9/5/04
EMPLOYMENT TRENDS
Younger boomers have history of job hopping
The average person born at the tail end of the baby boom held approximately 10 jobs between the ages of 18 and 38, according to a recent report by the Bureau of Labor Statistics.
The government's ongoing survey of 9,964 men and women found that, even as they approached middle age, younger boomers held a larger than expected number of short-duration jobs. This group of boomers held an average of 10.2 jobs, according to the BLS, with the majority holding 4.4 of those jobs between the ages of 18 and 22. The number of jobs held by the respondents fell to 3.3 from age 23 to 27, and dropped to 2.5 jobs between age 33 and 38, the government said. The findings indicate these boomers job hopped a lot more in the early years of their work experience.
But the study also showed that job hopping, though somewhat lower in the boomers' later years, did not stop.
''Although job duration tends to be longer the older a worker is when they start a job, these baby boomers continue to have a large number of short duration jobs even as they approached middle age,'' the report concluded. ''Among jobs started by workers when they were 33 to 38 years old, 39 percent ended in less than a year and 70 percent ended in fewer than five years.''
A BLS spokesman was not sure why the respondents continued to job hop. However, the survey reveals that these boomers ranged from 37 to 45 years old in 2002 and still have many years of work ahead of them. Some could have been impacted by the dot-com boom and bust. And because they are in their prime work years, they likely were affected by the most recent recession.
The report also found that the boomer men who participated in the study spent more time in the workforce than the women. For example, female baby boomers spent, on average, 26 percent of the total number of weeks worked since 1979 out of the labor force, the BLS survey reported. By contrast, men spent 11 percent of those weeks out of the workforce.
Those findings seem to support other reports indicating that women are still more likely to drop out of the workforce than their male counterparts, often to care for children. This trend is not as prevalent today as it was in the past. In fact, more men are taking an active role in raising children and some are taking time off from work to do it. According to the Census Bureau, there are now approximately 2.2 million single fathers in the United States who are actively raising children. In addition, there are 105,000 married fathers with sons or daughters under the age of 15 who have left the workplace to raise close to 190,000 children, the Census Bureau reports.

## PROMPT A
Summarize the article on younger boomers' job hopping in two sentences.
## PROMPT B
Answer these questions from the article on younger boomers' job hopping, one line each:
(i) How many men and women did the government's survey cover?
(ii) Among jobs the boomers started at ages 33 to 38, what percentage ended in less than a year?
(iii) According to the Census Bureau, about how many single fathers in the United States are actively raising children?
## PROMPT C
Write the next paragraph of the article on younger boomers' job hopping, starting right after its final sentence.

## DATA SUPPLIED
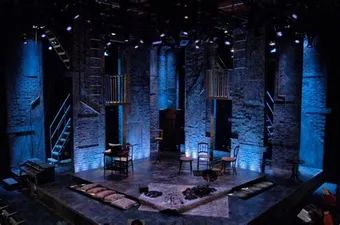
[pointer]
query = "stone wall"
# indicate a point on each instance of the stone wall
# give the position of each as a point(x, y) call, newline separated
point(247, 83)
point(137, 112)
point(88, 107)
point(196, 116)
point(287, 107)
point(313, 106)
point(25, 104)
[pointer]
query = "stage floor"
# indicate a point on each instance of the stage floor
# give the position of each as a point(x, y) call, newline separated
point(89, 211)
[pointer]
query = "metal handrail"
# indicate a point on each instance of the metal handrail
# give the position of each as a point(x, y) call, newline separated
point(57, 115)
point(64, 109)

## RESULT A
According to a Bureau of Labor Statistics survey, the average younger baby boomer held 10.2 jobs between ages 18 and 38. Job hopping was heaviest in their early working years but continued as they approached middle age, and the women in the survey spent a larger share of their weeks since 1979 out of the labor force than the men did.

## RESULT B
(i) 9,964
(ii) 39 percent
(iii) Approximately 2.2 million

## RESULT C
But dips in employment are still one of the reasons why women's overall earnings lag behind men's, specialists say.
WAGE GAPS
Teachers' paychecks don't keep pace
Teachers aren't making it in America.
Those are the findings reported by economists at the Economic Policy Institute, a liberal think tank in Washington, D.C. The findings, released recently in a new book, show elementary and secondary schoolteachers' weekly wages have eroded over the last two decades while other professionals, including those with comparable educational backgrounds, have seen their weekly earnings grow.
The book, titled ''How Does Teacher Pay Compare?'' charts the weekly income of all college graduates and schoolteachers from 1983 to 2003. However, the erosion in pay among teachers is most pronounced from 1993 to 2003. The authors examined wage data from the Current Population Survey, a national study conducted by the federal government.
''We looked across time at what has happened to the pay of college graduates compared to teachers and there was a big gap,'' said EPI economist Sylvia A. Allegretto. ''The big thing is what has happened over the last 10 years.''
Allegretto said that in the mid- to late 1990s, when demand for professionals was high, many college educated people received bonuses, raises, and other forms of compensation. Not teachers. Their earnings did not keep pace with other college graduates.
In 1983, for example, teachers earned about $654 per week. By contrast, college graduates who were not teachers earned $816. By 2003, college graduates who were not teachers earned $1,078 and teachers earned $833 per week. Between 1996 and 2003, college graduates saw an 11.8 percent boost in weekly earnings. But teachers saw their weekly paychecks rise by only 0.8 percent in that period.
''We found 16 comparable occupations based on national compensation surveys that are similar to teaching, and teachers were at the bottom of that list, too, in terms of pay,'' said Allegretto.
She attributed the gap in pay between teachers and other college educated professionals to several factors. First, she said, the local governments that employ public schoolteachers are not always able to compete with private industry for top workers. Also, as labor markets tightened in the 1990s and the demand for college graduates rose, women had more options. Rather than teach, some highly qualified women entered lucrative fields that had been largely dominated by men.
The study also found teachers have less overtime and shift pay, less paid leave, and fewer wage bonuses than other professionals. They do receive better benefits but those were not enough to significantly offset the erosion in pay, the authors said. ''Teachers in 2002 received 19.3 percent of their total compensation in benefits, slightly more than the 17.9 percent benefit share of compensation of professionals,'' according to the book. ''Those better benefits somewhat offset the teacher wage disadvantage, but only to a modest extent.''
The authors believe the No Child Left Behind Act of 2001 has raised the need for top teachers and will likely make teacher pay a significant issue in the near future. But, they say, many US schools may find it hard to attract top candidates.
''As labor market opportunities have improved outside of teaching, public schools have lost the captive labor pool they once had with respect to women -- who make up over 75 percent of all kindergarten through 12th-grade teachers -- and are today forced to compete with more lucrative professions for the best college graduates,'' said the book.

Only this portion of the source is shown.